◆ Problem details: Could you update the material below so that every "photo" becomes "image", with nothing else changed? Omit the pictures from your answer.

═══ Data for processing

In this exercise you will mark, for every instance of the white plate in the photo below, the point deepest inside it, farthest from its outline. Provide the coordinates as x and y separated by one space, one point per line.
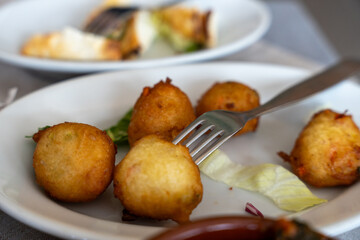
241 23
102 99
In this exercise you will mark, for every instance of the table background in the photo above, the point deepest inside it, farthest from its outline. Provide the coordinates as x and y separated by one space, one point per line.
294 39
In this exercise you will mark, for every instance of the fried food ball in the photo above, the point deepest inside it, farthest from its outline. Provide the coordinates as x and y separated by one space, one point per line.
158 180
327 151
232 96
163 110
73 162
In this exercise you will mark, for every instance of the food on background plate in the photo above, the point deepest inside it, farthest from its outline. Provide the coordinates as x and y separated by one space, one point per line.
73 162
72 44
158 180
136 36
186 29
163 110
232 96
327 151
271 180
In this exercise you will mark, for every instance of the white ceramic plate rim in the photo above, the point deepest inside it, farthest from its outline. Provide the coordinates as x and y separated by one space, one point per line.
347 218
83 67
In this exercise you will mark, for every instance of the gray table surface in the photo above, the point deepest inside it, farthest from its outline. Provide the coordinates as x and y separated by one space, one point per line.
292 49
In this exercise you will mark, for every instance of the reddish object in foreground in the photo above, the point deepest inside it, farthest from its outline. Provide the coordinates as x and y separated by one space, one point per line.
241 228
253 210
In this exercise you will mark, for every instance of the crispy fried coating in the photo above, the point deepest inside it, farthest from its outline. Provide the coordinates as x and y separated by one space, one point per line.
158 180
327 151
232 96
73 162
163 110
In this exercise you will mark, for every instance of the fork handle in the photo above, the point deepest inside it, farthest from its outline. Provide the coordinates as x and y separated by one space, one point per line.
321 81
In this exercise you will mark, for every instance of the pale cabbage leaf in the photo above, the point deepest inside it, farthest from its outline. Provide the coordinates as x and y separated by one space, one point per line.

══════

◆ Response to the task:
In this exercise you will mark, for every instance of the white plate in the image below, the point deepest inside it, farthest from its outline. Provide the coordinates as x and y separated by one space, one point per line.
241 23
102 99
In this exercise you will mark, for every instance of the table background in the image above, the point deepest inside it, farthest from its outline. Provide the coordinates as x and y separated by one space, one point per line.
294 39
In this exercise you will mark, for every instance of the fried food ball in the image above, the point deepest inside it, farthest from its outline. Provide the coordinates as x and y separated by one space, one point per line.
158 180
327 151
232 96
163 110
73 162
In this exercise you will mark, for every instance of the food on background plate in the image above, the point deepest inside it, farthest from its outline. Provide the coordinates as x and y separated by one space, one point per line.
73 162
72 44
158 180
136 36
186 29
163 110
232 96
327 151
271 180
In this exercise you will mark, for every instance of the white ceramic plate rim in the image above, the point deepest inside it, farthest from its outline. Provide the coordinates as x and y separated by one space, one point per line.
347 218
83 67
In this exercise you will mark, for every instance of the gray table surface in the image above, the point deepest inside it, farthest from its outline. Provide the coordinates as x and y separated by one space, one point per line.
292 49
In this exercise you will mark, for every instance of the reddish object in foreground in the image above, the point deepest inside it, farthest from its outline. Provide the coordinates as x and y separated by one space, one point per line.
241 228
253 210
In this exercise you will mark, for every instance of the crispy fried coating in the image above, the point deepest inside it, farthest from its outline. Provide the coordinates as x and y separated by one space, one point per line.
158 180
327 151
232 96
73 162
163 110
In this exercise you will mark, for every instance of the fork handle in the image above, the point deepest inside it, farthest from its outline. Provide the coordinates as x and y separated by one space, one point per line.
321 81
In this exercise you will mark, for every instance of the pale cabbage leaf in the image above, the point deepest inside it, farthest from its outline. Provide the coordinates as x and y separated by one space, one point per line.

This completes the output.